[Written request]: Everything from the line holding "For each instance of the white chalk" through the last line below must be repeated exactly, and nothing else.

[Material shown]:
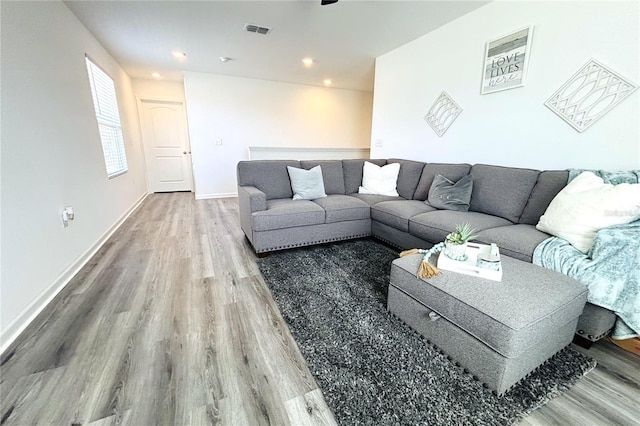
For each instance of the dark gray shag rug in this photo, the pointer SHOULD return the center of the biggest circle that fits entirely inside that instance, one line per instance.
(371, 367)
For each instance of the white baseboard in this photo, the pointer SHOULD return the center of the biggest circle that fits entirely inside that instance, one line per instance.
(20, 323)
(220, 195)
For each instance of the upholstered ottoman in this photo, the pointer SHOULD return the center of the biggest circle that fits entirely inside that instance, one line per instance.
(499, 331)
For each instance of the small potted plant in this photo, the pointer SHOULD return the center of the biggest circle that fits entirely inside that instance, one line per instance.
(456, 242)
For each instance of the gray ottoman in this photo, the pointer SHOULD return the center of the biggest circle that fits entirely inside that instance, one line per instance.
(499, 331)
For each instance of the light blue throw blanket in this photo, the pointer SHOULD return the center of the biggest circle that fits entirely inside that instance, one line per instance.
(611, 269)
(611, 272)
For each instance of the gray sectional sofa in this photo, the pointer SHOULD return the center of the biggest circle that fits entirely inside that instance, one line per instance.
(506, 204)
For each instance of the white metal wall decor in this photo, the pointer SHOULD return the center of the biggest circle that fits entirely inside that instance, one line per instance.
(592, 92)
(443, 112)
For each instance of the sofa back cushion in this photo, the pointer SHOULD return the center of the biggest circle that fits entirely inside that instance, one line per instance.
(453, 172)
(549, 183)
(501, 191)
(332, 174)
(409, 176)
(269, 176)
(352, 170)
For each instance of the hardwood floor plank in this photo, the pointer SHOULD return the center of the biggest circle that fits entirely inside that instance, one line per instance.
(171, 323)
(309, 409)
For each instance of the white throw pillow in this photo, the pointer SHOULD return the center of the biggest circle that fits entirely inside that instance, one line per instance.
(379, 180)
(306, 184)
(586, 205)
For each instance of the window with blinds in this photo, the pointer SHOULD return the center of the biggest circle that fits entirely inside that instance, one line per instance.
(105, 104)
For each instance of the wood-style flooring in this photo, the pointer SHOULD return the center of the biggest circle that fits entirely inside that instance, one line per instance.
(171, 323)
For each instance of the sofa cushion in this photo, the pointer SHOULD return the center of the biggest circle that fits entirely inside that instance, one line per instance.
(518, 241)
(352, 170)
(269, 176)
(287, 213)
(549, 183)
(397, 213)
(331, 173)
(306, 184)
(434, 226)
(409, 176)
(448, 195)
(339, 208)
(372, 199)
(453, 172)
(501, 191)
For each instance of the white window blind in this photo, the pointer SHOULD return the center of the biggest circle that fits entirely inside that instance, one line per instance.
(105, 104)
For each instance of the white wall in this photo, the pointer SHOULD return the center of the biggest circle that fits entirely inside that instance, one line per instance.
(52, 156)
(511, 127)
(247, 112)
(158, 89)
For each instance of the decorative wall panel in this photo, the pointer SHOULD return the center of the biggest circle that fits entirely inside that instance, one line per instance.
(592, 92)
(443, 112)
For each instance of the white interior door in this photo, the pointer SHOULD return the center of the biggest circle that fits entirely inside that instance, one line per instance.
(166, 145)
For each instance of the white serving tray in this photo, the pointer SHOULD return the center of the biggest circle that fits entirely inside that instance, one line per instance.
(468, 267)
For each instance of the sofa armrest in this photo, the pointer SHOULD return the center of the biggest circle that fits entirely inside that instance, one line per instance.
(250, 200)
(254, 199)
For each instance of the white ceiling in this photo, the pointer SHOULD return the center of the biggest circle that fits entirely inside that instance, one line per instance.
(343, 38)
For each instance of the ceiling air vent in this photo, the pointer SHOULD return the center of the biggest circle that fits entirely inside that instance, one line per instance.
(256, 29)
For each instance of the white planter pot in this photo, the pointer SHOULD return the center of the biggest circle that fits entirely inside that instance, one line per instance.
(455, 251)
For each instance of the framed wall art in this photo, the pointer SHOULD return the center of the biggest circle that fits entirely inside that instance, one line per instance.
(506, 60)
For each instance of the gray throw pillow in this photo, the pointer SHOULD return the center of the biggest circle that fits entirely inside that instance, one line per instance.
(446, 195)
(306, 184)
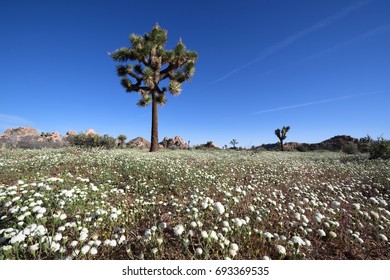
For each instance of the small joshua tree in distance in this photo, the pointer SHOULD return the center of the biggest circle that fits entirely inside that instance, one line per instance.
(122, 138)
(281, 134)
(234, 142)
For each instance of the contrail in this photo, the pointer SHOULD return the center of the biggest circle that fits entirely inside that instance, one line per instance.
(315, 102)
(373, 32)
(292, 38)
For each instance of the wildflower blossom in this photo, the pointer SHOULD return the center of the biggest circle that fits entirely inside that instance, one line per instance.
(321, 233)
(281, 250)
(219, 208)
(178, 230)
(93, 251)
(85, 249)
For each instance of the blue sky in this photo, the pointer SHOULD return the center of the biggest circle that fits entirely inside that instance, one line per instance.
(322, 67)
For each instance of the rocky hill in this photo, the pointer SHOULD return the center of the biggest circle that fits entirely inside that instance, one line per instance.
(28, 137)
(333, 144)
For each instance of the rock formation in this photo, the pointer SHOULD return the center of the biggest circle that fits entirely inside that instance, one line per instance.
(139, 142)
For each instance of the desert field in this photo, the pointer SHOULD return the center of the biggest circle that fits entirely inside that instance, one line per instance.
(72, 203)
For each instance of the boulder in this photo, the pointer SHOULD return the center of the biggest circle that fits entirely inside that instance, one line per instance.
(71, 133)
(21, 131)
(90, 132)
(51, 137)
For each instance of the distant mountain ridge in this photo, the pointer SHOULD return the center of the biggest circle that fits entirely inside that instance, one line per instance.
(332, 144)
(13, 136)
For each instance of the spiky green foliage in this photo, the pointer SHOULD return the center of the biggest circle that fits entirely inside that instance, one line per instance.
(153, 64)
(281, 134)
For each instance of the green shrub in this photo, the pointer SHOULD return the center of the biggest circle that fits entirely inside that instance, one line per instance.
(365, 144)
(349, 148)
(380, 149)
(302, 148)
(94, 140)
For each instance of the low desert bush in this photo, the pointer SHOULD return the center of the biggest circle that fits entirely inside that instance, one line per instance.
(380, 149)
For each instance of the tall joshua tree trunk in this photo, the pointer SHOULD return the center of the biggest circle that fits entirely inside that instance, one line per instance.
(281, 134)
(154, 133)
(154, 64)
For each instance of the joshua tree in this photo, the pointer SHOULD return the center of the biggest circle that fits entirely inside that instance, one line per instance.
(122, 138)
(234, 142)
(281, 134)
(155, 64)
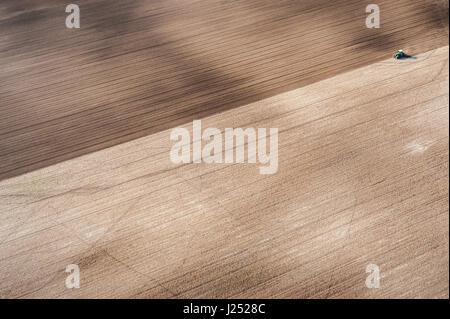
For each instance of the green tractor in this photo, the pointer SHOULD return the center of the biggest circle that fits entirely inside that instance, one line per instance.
(400, 55)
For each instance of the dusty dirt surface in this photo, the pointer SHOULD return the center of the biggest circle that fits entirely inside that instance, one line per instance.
(138, 67)
(362, 179)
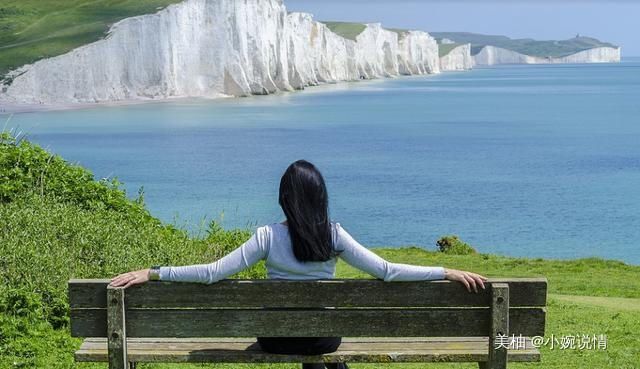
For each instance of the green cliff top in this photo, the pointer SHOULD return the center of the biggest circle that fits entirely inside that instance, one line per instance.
(526, 46)
(348, 30)
(35, 29)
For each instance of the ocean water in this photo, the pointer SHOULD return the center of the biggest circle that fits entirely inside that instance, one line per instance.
(539, 161)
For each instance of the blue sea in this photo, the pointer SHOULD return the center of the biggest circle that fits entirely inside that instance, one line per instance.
(537, 161)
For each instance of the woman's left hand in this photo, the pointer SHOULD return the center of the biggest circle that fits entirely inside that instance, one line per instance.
(131, 278)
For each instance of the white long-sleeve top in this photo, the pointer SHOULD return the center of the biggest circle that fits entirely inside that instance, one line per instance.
(273, 244)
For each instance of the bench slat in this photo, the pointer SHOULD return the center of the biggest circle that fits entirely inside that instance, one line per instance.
(297, 294)
(318, 323)
(351, 350)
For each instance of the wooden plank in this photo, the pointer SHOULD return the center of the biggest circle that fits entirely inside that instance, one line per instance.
(380, 345)
(116, 329)
(306, 294)
(177, 350)
(499, 327)
(312, 323)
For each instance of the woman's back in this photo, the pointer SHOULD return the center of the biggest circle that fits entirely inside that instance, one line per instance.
(272, 243)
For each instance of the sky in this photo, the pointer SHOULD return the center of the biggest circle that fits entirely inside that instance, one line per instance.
(617, 22)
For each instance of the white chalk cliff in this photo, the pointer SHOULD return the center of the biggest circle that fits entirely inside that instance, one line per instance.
(459, 58)
(213, 48)
(491, 55)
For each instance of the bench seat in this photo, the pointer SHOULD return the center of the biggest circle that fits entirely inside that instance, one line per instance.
(352, 349)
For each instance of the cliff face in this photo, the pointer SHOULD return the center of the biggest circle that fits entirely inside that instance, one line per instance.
(491, 55)
(459, 58)
(212, 48)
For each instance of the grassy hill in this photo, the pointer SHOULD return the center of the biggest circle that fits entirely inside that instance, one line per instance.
(58, 222)
(34, 29)
(524, 45)
(348, 30)
(444, 49)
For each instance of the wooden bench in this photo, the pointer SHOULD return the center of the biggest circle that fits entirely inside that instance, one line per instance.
(383, 322)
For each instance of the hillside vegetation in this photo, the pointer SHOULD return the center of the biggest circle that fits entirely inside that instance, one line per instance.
(444, 49)
(34, 29)
(525, 46)
(346, 29)
(58, 222)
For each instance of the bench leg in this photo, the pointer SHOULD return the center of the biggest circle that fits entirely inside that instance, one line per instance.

[Finished answer]:
For each instance of the white chalk cliff in this photo, the pointer SHOULD return the center of the biggest circle that fits entirely inside that instance, one line per instance.
(459, 58)
(213, 48)
(491, 55)
For each instance of the bench seat in this photo, the pointer SHOULD return the center of the biggest circle that fits entirely inside that instance, one line per instance.
(352, 349)
For each instance of the cliff face in this photo, the pointer SHOULD return the center of the biggest circle that fits entirely inside that instance, one line per instance.
(491, 55)
(459, 58)
(212, 48)
For each instance of the grassy hill in this photo, the pointer SHOULD return the center of the biggest circle that fits entirely inside that instance, one line per instance.
(58, 222)
(34, 29)
(524, 45)
(348, 30)
(444, 49)
For each instance of the wooden bench in this photo, the pointer SHOULD return the center of the biggest circle that fits entirely inside that instance, one line per instance.
(383, 322)
For each instance of the hillside vegetation in this photo, the pointer SHOULD return the center of the biggest circle that fits entirely inside that instance, one line per instance.
(444, 49)
(34, 29)
(525, 46)
(346, 29)
(58, 222)
For each instance of the bench leg in this photo, the pointer SHOULD return the center of the biggest circle that fits entirely inside that instance, one line per instance.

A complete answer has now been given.